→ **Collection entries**
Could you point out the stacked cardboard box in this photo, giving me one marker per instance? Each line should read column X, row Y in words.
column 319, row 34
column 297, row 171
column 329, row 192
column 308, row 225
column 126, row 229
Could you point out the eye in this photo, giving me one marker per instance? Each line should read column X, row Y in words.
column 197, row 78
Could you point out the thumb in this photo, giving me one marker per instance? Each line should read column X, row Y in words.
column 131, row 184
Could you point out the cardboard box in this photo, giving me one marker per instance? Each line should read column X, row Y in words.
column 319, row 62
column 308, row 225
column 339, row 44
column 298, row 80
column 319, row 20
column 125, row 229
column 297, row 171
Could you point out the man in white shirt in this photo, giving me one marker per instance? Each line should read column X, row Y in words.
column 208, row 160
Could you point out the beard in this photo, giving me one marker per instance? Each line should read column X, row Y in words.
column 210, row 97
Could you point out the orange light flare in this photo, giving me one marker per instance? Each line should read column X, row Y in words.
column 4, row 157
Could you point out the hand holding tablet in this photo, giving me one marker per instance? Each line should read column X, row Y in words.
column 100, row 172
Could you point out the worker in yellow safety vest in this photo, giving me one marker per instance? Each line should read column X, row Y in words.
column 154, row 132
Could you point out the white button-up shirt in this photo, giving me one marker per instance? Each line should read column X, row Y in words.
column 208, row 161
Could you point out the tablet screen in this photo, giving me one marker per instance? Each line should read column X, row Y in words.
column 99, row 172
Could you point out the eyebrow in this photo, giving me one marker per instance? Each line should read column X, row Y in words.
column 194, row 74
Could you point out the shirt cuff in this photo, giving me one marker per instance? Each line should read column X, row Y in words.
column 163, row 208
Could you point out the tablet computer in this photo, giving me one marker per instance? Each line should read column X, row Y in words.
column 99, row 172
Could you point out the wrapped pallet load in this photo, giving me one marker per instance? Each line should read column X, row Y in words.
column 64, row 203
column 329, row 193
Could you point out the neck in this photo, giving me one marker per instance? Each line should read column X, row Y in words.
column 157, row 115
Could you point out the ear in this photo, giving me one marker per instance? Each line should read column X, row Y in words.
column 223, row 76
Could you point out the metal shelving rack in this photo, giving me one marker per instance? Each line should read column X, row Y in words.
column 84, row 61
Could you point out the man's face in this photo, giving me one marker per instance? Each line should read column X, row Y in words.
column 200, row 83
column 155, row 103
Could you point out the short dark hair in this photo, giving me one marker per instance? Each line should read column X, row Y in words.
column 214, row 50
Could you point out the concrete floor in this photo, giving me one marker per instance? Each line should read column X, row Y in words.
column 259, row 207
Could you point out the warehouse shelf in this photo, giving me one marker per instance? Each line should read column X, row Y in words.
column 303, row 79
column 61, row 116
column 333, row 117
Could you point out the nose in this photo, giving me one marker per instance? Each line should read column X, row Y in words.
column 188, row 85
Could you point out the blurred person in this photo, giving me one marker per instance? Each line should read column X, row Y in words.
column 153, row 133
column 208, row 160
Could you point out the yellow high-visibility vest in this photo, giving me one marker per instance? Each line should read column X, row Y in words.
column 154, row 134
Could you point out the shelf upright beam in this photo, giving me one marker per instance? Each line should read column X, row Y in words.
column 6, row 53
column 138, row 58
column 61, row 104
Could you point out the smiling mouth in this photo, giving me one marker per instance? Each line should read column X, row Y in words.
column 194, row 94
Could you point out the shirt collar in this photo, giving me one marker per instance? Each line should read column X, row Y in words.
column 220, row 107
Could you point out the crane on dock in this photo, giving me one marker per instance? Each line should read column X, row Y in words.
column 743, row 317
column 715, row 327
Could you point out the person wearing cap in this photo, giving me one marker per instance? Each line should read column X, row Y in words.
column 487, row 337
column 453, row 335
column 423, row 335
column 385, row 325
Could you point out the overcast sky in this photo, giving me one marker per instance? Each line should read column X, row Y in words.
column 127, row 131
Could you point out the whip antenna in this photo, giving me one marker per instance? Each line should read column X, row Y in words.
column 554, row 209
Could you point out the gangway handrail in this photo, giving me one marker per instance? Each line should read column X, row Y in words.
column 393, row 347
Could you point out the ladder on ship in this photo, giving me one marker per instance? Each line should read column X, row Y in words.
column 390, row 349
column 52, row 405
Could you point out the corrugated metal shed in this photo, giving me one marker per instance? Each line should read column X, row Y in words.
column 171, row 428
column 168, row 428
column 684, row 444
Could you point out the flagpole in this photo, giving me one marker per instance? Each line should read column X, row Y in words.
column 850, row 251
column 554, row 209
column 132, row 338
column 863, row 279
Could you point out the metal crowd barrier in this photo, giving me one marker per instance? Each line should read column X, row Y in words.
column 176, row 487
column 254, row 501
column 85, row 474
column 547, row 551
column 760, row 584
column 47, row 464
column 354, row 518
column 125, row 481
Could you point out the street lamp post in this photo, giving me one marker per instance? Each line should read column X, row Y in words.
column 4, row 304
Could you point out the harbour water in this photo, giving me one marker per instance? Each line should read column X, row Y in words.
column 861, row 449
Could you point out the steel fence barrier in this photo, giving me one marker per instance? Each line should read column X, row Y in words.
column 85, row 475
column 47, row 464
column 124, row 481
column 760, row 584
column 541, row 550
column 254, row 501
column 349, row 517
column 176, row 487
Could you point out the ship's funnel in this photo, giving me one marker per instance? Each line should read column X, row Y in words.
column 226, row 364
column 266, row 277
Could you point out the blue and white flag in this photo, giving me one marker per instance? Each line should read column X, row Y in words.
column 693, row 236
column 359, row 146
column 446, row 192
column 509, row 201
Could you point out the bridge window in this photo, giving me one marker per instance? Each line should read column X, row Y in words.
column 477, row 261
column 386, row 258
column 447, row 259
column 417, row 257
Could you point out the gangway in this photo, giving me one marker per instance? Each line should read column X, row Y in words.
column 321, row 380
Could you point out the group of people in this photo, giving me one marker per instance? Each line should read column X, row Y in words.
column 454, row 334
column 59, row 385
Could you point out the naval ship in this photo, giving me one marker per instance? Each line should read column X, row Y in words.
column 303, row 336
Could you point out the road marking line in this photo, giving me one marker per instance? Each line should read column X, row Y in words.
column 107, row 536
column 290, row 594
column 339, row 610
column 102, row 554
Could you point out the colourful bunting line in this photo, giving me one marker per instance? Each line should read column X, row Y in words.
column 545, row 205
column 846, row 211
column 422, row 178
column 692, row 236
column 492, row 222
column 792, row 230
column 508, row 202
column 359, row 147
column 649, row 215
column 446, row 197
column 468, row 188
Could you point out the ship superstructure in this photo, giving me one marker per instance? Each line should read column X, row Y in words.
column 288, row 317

→ **What you should do**
Every entry must be quoted exactly as it appears above.

→ **Written solution**
Could you point out the stacked cardboard box in this photo, giving me one marker per instance? Each line should read column X, row Y in words.
column 319, row 34
column 297, row 171
column 329, row 192
column 308, row 225
column 126, row 229
Could you point out the eye in this photo, giving me one marker per instance? Each line should read column X, row Y in words.
column 197, row 78
Could you point out the thumb in this photo, giving me one marker per instance? Each line should read column X, row Y in words.
column 131, row 184
Could you point out the cardboard box in this photo, giving me one marker per instance? Each line should read column X, row Y in words.
column 319, row 62
column 308, row 225
column 339, row 44
column 298, row 80
column 319, row 20
column 125, row 229
column 297, row 171
Could you point out the man in white shirt in this photo, giving me one marker per instance? Each line should read column X, row Y in words.
column 208, row 160
Could you point out the beard in this photo, giving me one marker per instance? Each line should read column X, row Y in words.
column 210, row 97
Could you point out the orange light flare in this photo, giving me one marker per instance? Each line should read column X, row Y in words.
column 4, row 157
Could you point out the hand holding tablet in this photo, giving me one marker per instance? Each line should read column X, row Y in words.
column 100, row 172
Could you point out the worker in yellow safety vest in this photo, giving me one marker per instance? Each line should read column X, row Y in words.
column 154, row 132
Could you point out the white button-up shirt in this photo, giving me one marker per instance? Each line should read column X, row Y in words.
column 208, row 161
Could you point out the tablet screen in this photo, giving me one marker per instance? Each line should read column X, row Y in words.
column 99, row 172
Could you point out the eyebrow in this photo, giving me one marker per instance? Each line should read column X, row Y in words.
column 194, row 74
Could you point out the shirt cuff in this photo, giving me one marker per instance? Each line should read column X, row Y in words.
column 163, row 208
Could you point out the tablet computer in this photo, giving me one marker per instance? Each line should read column X, row Y in words.
column 99, row 172
Could you point out the wrapped pallet load in this photo, giving me one marker per instance? Each line should read column X, row Y in words.
column 64, row 203
column 329, row 193
Could you point out the neck in this photo, giving me one marker per instance? Each line should read column X, row Y in words.
column 157, row 115
Could you point out the ear in this photo, giving me one marker per instance? Each line should read column X, row Y in words.
column 223, row 76
Could you point out the metal shelving rack in this photo, giving me one marker per instance? Each line should read column X, row Y in words.
column 84, row 61
Could you point out the man's face in this photo, giving me one marker per instance? Each line should read column X, row Y in words.
column 200, row 83
column 155, row 103
Could you point out the short dark hair in this photo, giving me one marker per instance? Each line should read column X, row Y in words.
column 214, row 50
Could you point out the concrete floor in this photo, giving me one marker per instance? Each line should read column X, row Y in words.
column 259, row 207
Could you point out the warehouse shelf in this photo, giving me one marker per instance? Each line should read column X, row Y in words.
column 303, row 79
column 61, row 116
column 333, row 117
Could you point out the nose in this photo, giving me one marker per instance? Each line should read column X, row Y in words.
column 188, row 85
Could you point out the blurred person in this photo, giving me one marker per instance? Each line should read column X, row Y in words.
column 153, row 133
column 208, row 160
Could you point out the yellow high-visibility vest in this photo, giving me one marker per instance? Each line should read column X, row Y in words.
column 154, row 134
Could you point out the shelf upright beam in this photo, giving me one marker per instance? Each line should read column X, row Y in words.
column 6, row 53
column 138, row 58
column 61, row 104
Could you point out the smiling mouth in this photo, giving me one marker per instance? Each line should read column X, row Y in words.
column 194, row 94
Could you point out the shirt collar in this photo, giving me one marker per instance? Each line should read column X, row Y in words.
column 220, row 107
Could you point out the crane on dock in this photo, giving me one marker per instance? Each line should read column X, row Y in words.
column 743, row 317
column 715, row 327
Could you point out the person wearing cap in this photo, giving me one marker per instance? Each line should read column X, row Y in words.
column 487, row 337
column 453, row 335
column 423, row 335
column 385, row 325
Could you point out the overcast sky in this photo, giving me one marker per instance? Each line should read column X, row Y in words.
column 127, row 131
Could you point out the whip antenna in this photo, giving me one marker per instance? Each line should read column X, row Y in words.
column 554, row 209
Could you point out the gangway handrail in this photo, giving me one marker per instance? Each line should read column X, row Y in words.
column 393, row 347
Could you point out the ladder on ship in this photo, giving me one marker per instance? Each line should read column X, row Y in words.
column 390, row 349
column 52, row 405
Could you point out the corrugated metal shed in this photo, giving me one marker per instance? Each line should read column X, row Y in words.
column 171, row 428
column 168, row 428
column 684, row 444
Could you point out the flagpole in this photo, giving me one marker per instance? Each line should read column X, row Y in words.
column 850, row 251
column 554, row 209
column 132, row 338
column 863, row 279
Could you point out the metal crowd barrier in this photo, giving me one marker per instance? Each line should read column X, row Y in words.
column 176, row 487
column 254, row 501
column 85, row 474
column 547, row 551
column 760, row 584
column 47, row 464
column 354, row 518
column 125, row 481
Could you point out the street lamp post in this photo, giving me one marker per instance? Each line should read column X, row Y in words.
column 4, row 304
Could you point out the harbour water in this photo, giving me one marker per instance? Each line should read column X, row Y in words.
column 861, row 449
Could you point out the steel fence barrier in this photo, giving me one marker per instance? Each line should read column X, row Y in words.
column 85, row 475
column 47, row 464
column 124, row 481
column 760, row 584
column 541, row 550
column 254, row 501
column 349, row 517
column 176, row 487
Could you point out the ship's funnel in this photo, giving me one marker per instance? Each line should read column X, row Y in words.
column 226, row 364
column 266, row 277
Could you point out the blue and white flag in this photo, giving me one marker per instance? Each line should read column X, row Y in words.
column 693, row 236
column 359, row 146
column 446, row 192
column 509, row 201
Could you point out the bridge window in this photo, giving me one marker per instance? Each line should read column X, row Y in words.
column 477, row 261
column 386, row 258
column 447, row 259
column 417, row 257
Could you point out the gangway in this photo, giving me one marker per instance? Each line should read column X, row Y in words.
column 321, row 380
Could you point out the group of people in this photo, giving me one marker per instance? Each line should read column X, row Y in words.
column 454, row 334
column 59, row 385
Could you point out the naval ship in this photo, giving me one marker per instance? Each line should read column X, row Y in words.
column 303, row 336
Could you point out the road marking line in this photo, giving me one marker per instance? Each line should read column X, row Y in words.
column 107, row 536
column 290, row 594
column 339, row 610
column 102, row 554
Could you point out the colourful bunting line in this photo, giving me one marker per instance? Each line should read column X, row Y in words.
column 545, row 205
column 846, row 211
column 422, row 178
column 692, row 236
column 492, row 222
column 792, row 230
column 508, row 202
column 359, row 147
column 649, row 215
column 446, row 197
column 468, row 188
Could you point out the ship superstructure in this photo, giving me one marker per instance? Each line should read column X, row Y in words.
column 288, row 317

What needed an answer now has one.